## Source text

%%

Of course they were effective but only in killing 1.8 million Iraqis, not eliminating WMD which did not exist in the first place. How can one call them effective against WMD when they did not exist in the first place? How can one call the genocidal sanctions effective when the same report concedes that the Iraqis lacked even a formal strategy or a plan to reconstitute their weapons programs if — repeat if — it did?

Now that it has been proved without any reasonable doubt that administration officials in Washington lied and then kept on lying to try to deflect the reality that they invaded Iraq under false pretenses and have urged critics to wait for Mr. Duelfer’s verdict on the weapons search, the verdict should be totally different than what the New York Times is presenting as a verdict.

“Sanctions worked. Weapons inspectors worked.” These are partial facts. Yes, sanctions worked for wiping out 1.8 million Iraqis. Yes, weapons inspectors worked but when the damage was already done. The total facts are: the basic premise for imposing sanctions was wrong because there was no WMD program at all. The invasion and occupation was wrong because there were no weapons of mass destruction at all.

The actual verdict should come now as the authoritative findings of Iraq Survey Group have now left the administration’s rationale for war more tattered than ever. It is not sufficient for the New York Times to repeat that stories of “looming mushroom cloud conjured by the administration to stampede Congress into authorizing an invasion - was a phantom.”

The verdict is Bush and all those who supported in his decision to invade and occupy Iraq are guilty of mass destruction and continued massacre in Iraq. The crisis will go on and on unless immediate steps are taken to punish the guilty and make a course correction to clean up the mess.

1. Bush and his administration needs to be smoked out of the power houses in Washington.
2. They should be tried as war criminals in an international court for distorting the reality with lies upon lies, taking lives of thousands of innocent people and making the world more unstable than it was before their much vaunted noble war.

%%

## Dataset excerpts
%%

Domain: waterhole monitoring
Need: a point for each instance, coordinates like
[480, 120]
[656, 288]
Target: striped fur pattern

%%

## Tasks and exercises
A – According to the Iraq commentary, what does the report concede that the Iraqis lacked?
B – List every person and organization mentioned by name in the Iraq commentary.
C – Reproduce the Iraq commentary word for word from "The actual verdict" to "houses in Washington.".

## Problem solutions
A – The Iraqis lacked even a formal strategy or a plan to reconstitute their weapons programs.

B – Mr. Duelfer, the New York Times, Iraq Survey Group, Congress, Bush

C –
The actual verdict should come now as the authoritative findings of Iraq Survey Group have now left the administration’s rationale for war more tattered than ever. It is not sufficient for the New York Times to repeat that stories of “looming mushroom cloud conjured by the administration to stampede Congress into authorizing an invasion - was a phantom.”

The verdict is Bush and all those who supported in his decision to invade and occupy Iraq are guilty of mass destruction and continued massacre in Iraq. The crisis will go on and on unless immediate steps are taken to punish the guilty and make a course correction to clean up the mess.

1. Bush and his administration needs to be smoked out of the power houses in Washington.